Work required: Below are lines of data; give the number of them that contain "Target", and only that.

Available data:
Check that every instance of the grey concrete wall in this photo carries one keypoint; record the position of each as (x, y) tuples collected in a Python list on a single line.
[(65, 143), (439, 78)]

...

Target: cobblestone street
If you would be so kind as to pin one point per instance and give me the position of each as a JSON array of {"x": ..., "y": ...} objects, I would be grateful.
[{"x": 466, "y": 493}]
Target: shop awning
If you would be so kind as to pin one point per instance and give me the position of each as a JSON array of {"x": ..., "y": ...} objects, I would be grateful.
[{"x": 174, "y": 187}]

Answer below: 2